The GDPR is now in effect, but for many technical folks, especially in security, it is still a challenging ride to translate a high level legislation into clear, actionable items. The legislation is not as detailed as many in Info Security would like, especially when-compared to PCI Compliance which specifically details what your password policy should be, or how long log data should be stored. However, the reason why the GDPR isn’t as descriptive, is because it needs to stand for a long time, without major modifications, and stay relevant as new technology and threats emerge. For organizations, this means that the lessons to be learned around GDPR will be ongoing.
We at Splunk sat with legal experts, and following the outcome-focused approach to the GDPR, outlined how to protect personal information through the use of machine data. We continue to closely monitor new advice being shared by leading authorities, and fresh findings from audits being released. From pre-GDPR national decisions, to post-GDPR and EU wide impacts - knowledge is power.
---
[CHECK YOUR UNDERSTANDING]
A) Reproduce the GDPR passage from "We at Splunk" up to and including "knowledge is power.".
B) Why, according to the GDPR passage, is the GDPR less descriptive than PCI Compliance?
C) Extend the GDPR passage, picking up right after its final sentence.

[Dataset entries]
---
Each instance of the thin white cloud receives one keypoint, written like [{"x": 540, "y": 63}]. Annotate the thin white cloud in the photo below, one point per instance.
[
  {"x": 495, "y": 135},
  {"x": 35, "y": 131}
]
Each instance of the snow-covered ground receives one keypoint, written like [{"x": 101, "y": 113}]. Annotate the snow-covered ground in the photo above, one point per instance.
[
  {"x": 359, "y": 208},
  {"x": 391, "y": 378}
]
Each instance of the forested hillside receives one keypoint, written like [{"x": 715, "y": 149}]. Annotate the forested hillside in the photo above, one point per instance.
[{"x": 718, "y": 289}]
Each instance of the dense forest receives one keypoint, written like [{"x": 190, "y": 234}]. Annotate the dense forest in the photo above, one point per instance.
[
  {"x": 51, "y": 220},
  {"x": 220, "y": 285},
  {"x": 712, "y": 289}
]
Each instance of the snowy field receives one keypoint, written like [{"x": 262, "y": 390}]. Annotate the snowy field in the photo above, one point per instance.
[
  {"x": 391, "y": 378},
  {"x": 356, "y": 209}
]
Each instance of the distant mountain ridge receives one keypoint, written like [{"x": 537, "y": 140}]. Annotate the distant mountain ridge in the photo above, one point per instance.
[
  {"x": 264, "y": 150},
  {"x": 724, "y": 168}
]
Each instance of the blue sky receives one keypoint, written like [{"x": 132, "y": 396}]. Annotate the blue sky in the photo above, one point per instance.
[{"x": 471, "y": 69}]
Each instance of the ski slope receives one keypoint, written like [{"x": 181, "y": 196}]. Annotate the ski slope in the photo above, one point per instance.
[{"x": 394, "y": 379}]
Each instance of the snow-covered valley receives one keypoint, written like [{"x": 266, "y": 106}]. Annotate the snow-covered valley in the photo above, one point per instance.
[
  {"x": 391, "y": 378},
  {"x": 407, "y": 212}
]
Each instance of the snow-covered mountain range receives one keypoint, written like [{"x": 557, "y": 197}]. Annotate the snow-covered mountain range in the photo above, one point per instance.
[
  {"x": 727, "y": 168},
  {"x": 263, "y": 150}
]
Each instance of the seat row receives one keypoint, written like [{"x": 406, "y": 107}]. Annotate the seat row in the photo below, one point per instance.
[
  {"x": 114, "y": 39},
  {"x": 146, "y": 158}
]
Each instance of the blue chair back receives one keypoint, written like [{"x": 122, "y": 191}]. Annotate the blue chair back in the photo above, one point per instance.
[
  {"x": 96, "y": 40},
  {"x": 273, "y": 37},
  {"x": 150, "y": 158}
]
---
[RESULTS BY TASK]
A)
We at Splunk sat with legal experts, and following the outcome-focused approach to the GDPR, outlined how to protect personal information through the use of machine data. We continue to closely monitor new advice being shared by leading authorities, and fresh findings from audits being released. From pre-GDPR national decisions, to post-GDPR and EU wide impacts - knowledge is power.

B) The GDPR needs to stand for a long time without major modifications and stay relevant as new technology and threats emerge.

C)
For example, a lesson learned and documented by the ICO on Community Pharmacies is to never use shared user accounts to access personal information:
The National Cyber Security Centre (NCSC) with the UK’s Information Commissioner’s Office (ICO), recently published a Guidance document on GDPR Security Outcomes. It summarises several articles and converts the information into the people, processes and technologies that are needed by security managers and practitioners in today’s organizations. Businesses with a higher security maturity should already have most of these things in place, but this is often not the case.
Quoting from the ICO and NCSC guidance, I want to point out the importance of security monitoring, and how data collection from your business applications falls under the GDPR:
We understand the challenge in collecting a full audit trail from systems that process personal data. Organizations may have multiple business applications where information is widely distributed. Each business application provides different APIs to collect the data, as well as the various formats in how the audit trail information is structured - those and the volume of data generated is too vast to handle with traditional tools. However, it still needs to be collected, and made accessible and usable in order to detect potential anomalies early, or scope the impacts of potential incidents; e.g. knowing if any EU personal data was put at risk by a compromised user account. In preparation of an audit by the authorities, you may want to also prove that your security controls are enforced, and employees follow your IT policies, such as not sharing user accounts to access personal data.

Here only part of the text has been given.